TASK TO COMPLETE:
Restate the full listing word for word and leave the pictures out.

*** LISTED RECORDS

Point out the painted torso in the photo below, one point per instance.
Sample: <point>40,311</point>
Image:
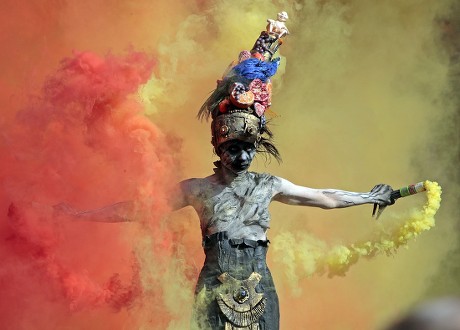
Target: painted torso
<point>240,208</point>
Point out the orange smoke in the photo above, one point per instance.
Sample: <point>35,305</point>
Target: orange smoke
<point>83,141</point>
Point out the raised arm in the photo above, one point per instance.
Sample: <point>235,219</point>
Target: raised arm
<point>118,212</point>
<point>292,194</point>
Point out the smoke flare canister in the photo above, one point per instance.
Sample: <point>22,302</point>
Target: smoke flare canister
<point>408,190</point>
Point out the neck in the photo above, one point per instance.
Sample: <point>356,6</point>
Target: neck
<point>228,176</point>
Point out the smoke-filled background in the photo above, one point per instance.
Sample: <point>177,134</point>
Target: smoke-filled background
<point>98,104</point>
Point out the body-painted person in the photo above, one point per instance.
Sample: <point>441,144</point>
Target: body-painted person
<point>235,289</point>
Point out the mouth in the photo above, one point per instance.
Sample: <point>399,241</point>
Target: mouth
<point>240,167</point>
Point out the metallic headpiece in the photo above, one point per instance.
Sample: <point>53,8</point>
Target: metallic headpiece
<point>238,104</point>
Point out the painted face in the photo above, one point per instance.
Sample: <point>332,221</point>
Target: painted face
<point>237,155</point>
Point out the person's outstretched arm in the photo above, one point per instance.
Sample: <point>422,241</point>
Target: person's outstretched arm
<point>292,194</point>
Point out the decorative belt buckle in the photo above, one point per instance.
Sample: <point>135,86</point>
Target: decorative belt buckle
<point>239,301</point>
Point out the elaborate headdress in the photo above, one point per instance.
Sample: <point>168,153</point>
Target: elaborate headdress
<point>238,104</point>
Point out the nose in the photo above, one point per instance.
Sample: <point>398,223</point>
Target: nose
<point>244,156</point>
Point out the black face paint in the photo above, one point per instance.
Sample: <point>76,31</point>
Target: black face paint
<point>237,155</point>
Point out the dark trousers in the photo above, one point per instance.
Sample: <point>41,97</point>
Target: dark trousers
<point>239,258</point>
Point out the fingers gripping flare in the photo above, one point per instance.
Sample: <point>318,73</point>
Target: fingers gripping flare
<point>380,190</point>
<point>382,194</point>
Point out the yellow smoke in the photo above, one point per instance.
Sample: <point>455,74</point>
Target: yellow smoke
<point>303,255</point>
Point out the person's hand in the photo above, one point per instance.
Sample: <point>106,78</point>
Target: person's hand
<point>381,197</point>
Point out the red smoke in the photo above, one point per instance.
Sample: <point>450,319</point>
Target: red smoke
<point>85,142</point>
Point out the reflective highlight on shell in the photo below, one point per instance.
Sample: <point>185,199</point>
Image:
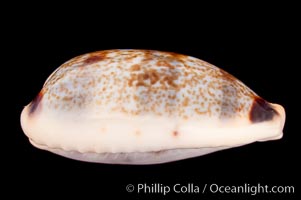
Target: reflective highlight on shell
<point>145,107</point>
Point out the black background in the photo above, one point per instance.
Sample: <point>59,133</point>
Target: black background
<point>257,48</point>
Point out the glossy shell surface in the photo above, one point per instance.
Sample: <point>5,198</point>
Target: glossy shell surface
<point>145,107</point>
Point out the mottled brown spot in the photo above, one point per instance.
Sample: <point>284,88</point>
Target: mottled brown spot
<point>135,67</point>
<point>93,59</point>
<point>261,111</point>
<point>154,76</point>
<point>35,104</point>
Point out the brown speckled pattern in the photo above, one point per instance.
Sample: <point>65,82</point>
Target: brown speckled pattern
<point>144,82</point>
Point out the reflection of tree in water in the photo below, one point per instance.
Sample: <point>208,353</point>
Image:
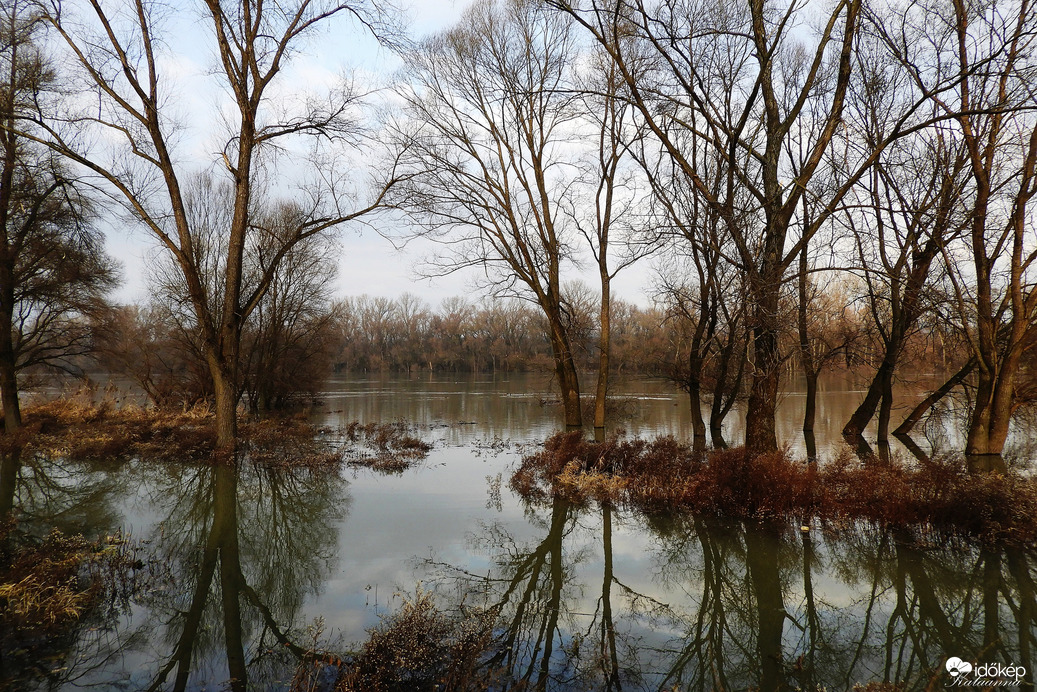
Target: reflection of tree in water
<point>43,495</point>
<point>552,637</point>
<point>745,606</point>
<point>244,548</point>
<point>889,611</point>
<point>46,494</point>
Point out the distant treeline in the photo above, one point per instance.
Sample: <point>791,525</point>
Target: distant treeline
<point>301,336</point>
<point>405,334</point>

******

FINISHED TASK:
Point out the painted torso in the photo below, one point per instance.
Sample: <point>40,311</point>
Image:
Target: painted torso
<point>240,208</point>
Point out the orange smoke in the photo above, one point per instance.
Sample: <point>35,305</point>
Target: orange smoke
<point>83,141</point>
Point out the raised arm in the photo above, one point per instance.
Sample: <point>235,219</point>
Target: raised arm
<point>118,212</point>
<point>292,194</point>
Point out the smoke flare canister in the photo above, one point per instance.
Sample: <point>22,302</point>
Target: smoke flare canister
<point>408,190</point>
Point out the neck in the photo above, one point per instance.
Sample: <point>356,6</point>
Target: neck
<point>228,176</point>
Point out the smoke-filled background in the photo above, one point per instance.
Sample: <point>177,134</point>
Target: smoke-filled background
<point>98,104</point>
Point out the body-painted person in the photo above, one point per instance.
Sample: <point>441,144</point>
Target: body-painted person
<point>235,289</point>
Point out the mouth in the photo above, one point per instance.
Sample: <point>399,241</point>
Target: mouth
<point>240,167</point>
Point out the metallic headpiece in the photo above, one point per instance.
Sample: <point>53,8</point>
Target: metallic headpiece
<point>238,104</point>
Point out the painted face in the photo above, one point per instance.
Sample: <point>332,221</point>
Target: painted face
<point>237,155</point>
Point out the person's outstretched arm in the photo above, one point per instance.
Sample: <point>422,241</point>
Target: person's outstretched arm
<point>292,194</point>
Point out the decorative belt buckle in the photo above, one point per instance.
Sample: <point>135,86</point>
Target: decorative belt buckle
<point>239,301</point>
Point out the elaborate headdress in the photo above, one point per instance.
Sample: <point>168,153</point>
Target: elaborate headdress
<point>238,104</point>
Point out the nose in the photo above, one point per instance.
Sample: <point>398,223</point>
Target: nose
<point>244,156</point>
Point out the black face paint in the photo above, one point per instance.
Sample: <point>76,31</point>
Target: black face paint
<point>237,155</point>
Point out the dark trousers in the photo above, one point per instance.
Sample: <point>41,97</point>
Target: dark trousers
<point>239,258</point>
Point out the fingers gripping flare in the photo above, one point per instance.
Sample: <point>318,73</point>
Target: fingers gripping flare
<point>380,190</point>
<point>382,194</point>
Point out the yellow smoke in the photo above, one point per instance.
Sample: <point>455,74</point>
Target: yellow smoke
<point>303,255</point>
Point out the person's hand in the photo above, one point per instance.
Sample: <point>106,78</point>
Target: person's hand
<point>381,197</point>
Point out the red smoke in the photo above, one point per instance.
Sample: <point>450,319</point>
Target: red smoke
<point>85,142</point>
Point out the reflective highlight on shell in the photo below, one point per instance.
Sample: <point>185,199</point>
Image:
Target: reflective highlight on shell
<point>145,107</point>
Point out the black background in the photo above, one point per instance.
Sample: <point>59,133</point>
Target: black background
<point>257,48</point>
Point out the glossy shell surface in the photo above, one point per instance.
Sample: <point>5,198</point>
Target: glossy shell surface
<point>145,107</point>
Point out the mottled brown spot in the photo above, one point per instance.
Sample: <point>284,88</point>
Target: mottled brown spot
<point>135,67</point>
<point>93,59</point>
<point>261,111</point>
<point>154,76</point>
<point>35,104</point>
Point out the brown speckled pattern in the photo above, one point per instance.
Sample: <point>65,82</point>
Target: brown speckled pattern
<point>144,82</point>
Point out the reflection of tree in water in the photo below, one point per instance.
Sample: <point>208,353</point>
Image:
Target: reflection of tree in water
<point>43,495</point>
<point>552,637</point>
<point>745,606</point>
<point>244,548</point>
<point>889,611</point>
<point>46,494</point>
Point out the distant treeline in the photo above, one point per instance.
Sample: <point>791,525</point>
Target: distant treeline
<point>301,336</point>
<point>405,334</point>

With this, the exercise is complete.